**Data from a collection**
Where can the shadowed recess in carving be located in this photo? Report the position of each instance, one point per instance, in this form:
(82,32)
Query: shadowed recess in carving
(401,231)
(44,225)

--

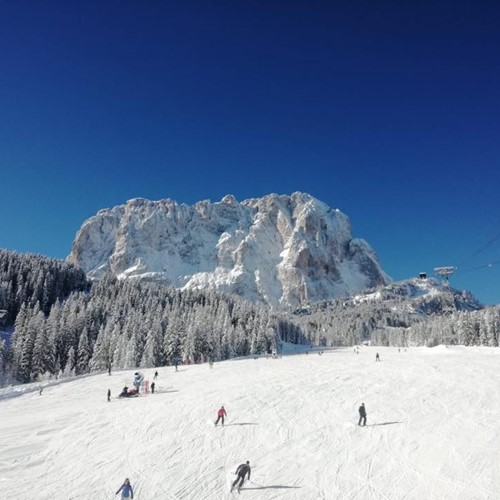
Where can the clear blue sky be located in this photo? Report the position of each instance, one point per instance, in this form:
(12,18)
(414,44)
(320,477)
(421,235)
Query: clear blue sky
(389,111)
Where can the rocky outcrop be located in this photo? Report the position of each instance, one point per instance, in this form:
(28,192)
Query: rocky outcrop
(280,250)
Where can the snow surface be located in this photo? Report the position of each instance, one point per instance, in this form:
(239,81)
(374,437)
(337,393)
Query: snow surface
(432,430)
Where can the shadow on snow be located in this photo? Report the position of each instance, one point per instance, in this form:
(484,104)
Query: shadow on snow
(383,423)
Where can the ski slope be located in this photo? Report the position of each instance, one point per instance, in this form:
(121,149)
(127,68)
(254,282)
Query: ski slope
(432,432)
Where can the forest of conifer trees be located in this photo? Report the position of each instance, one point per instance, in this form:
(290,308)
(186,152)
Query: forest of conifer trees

...

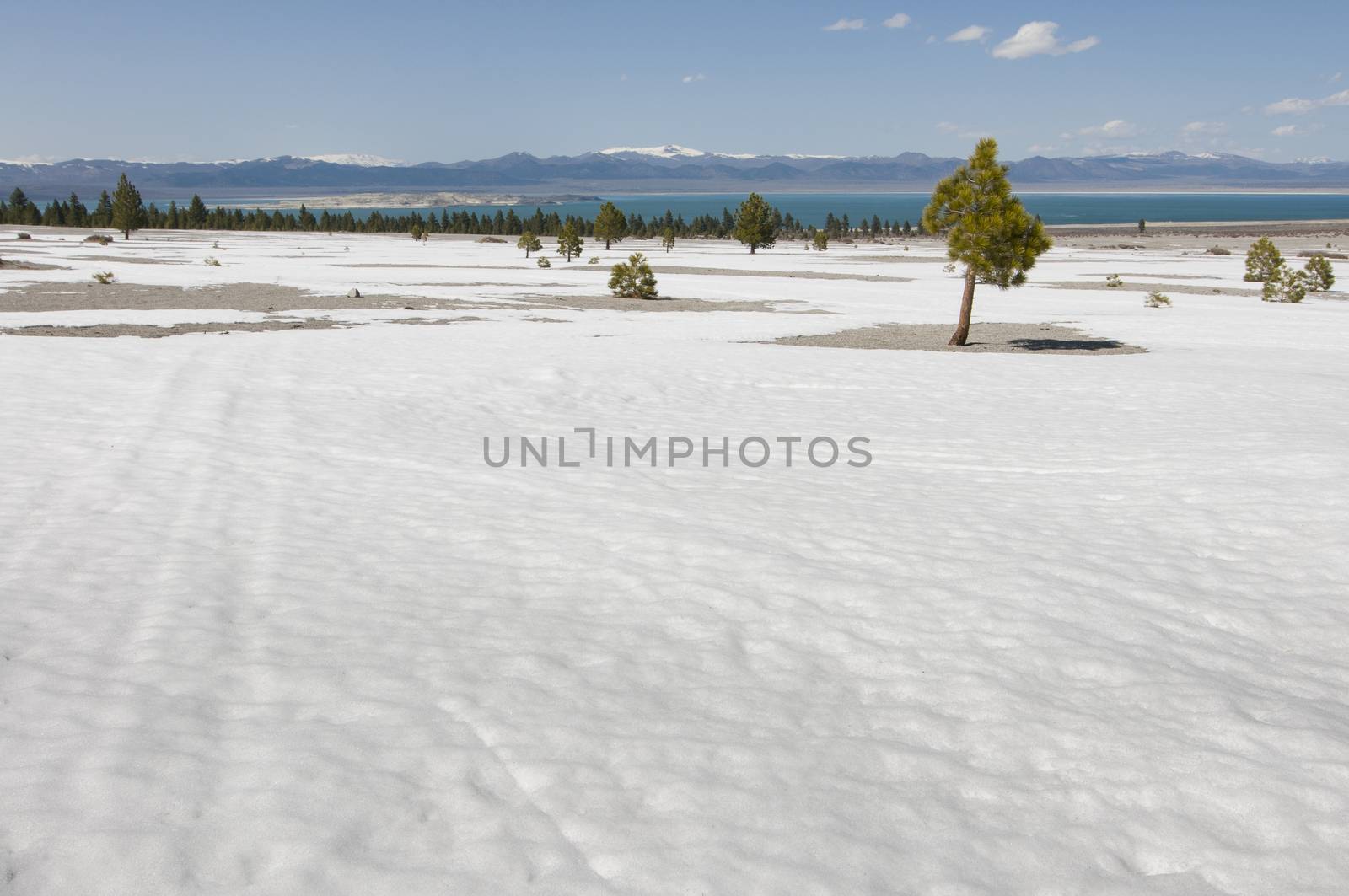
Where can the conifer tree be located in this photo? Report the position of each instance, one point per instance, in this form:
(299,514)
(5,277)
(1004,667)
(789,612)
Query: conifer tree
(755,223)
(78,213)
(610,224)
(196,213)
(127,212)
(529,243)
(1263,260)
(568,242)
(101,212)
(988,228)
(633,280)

**Exercise prompt**
Gather every line of the data above that contains the string "blue".

**Reply**
Where can the clear blue sky be located in this photo? Report the position of each instance, one point per instance, in this form:
Query: clear blue sky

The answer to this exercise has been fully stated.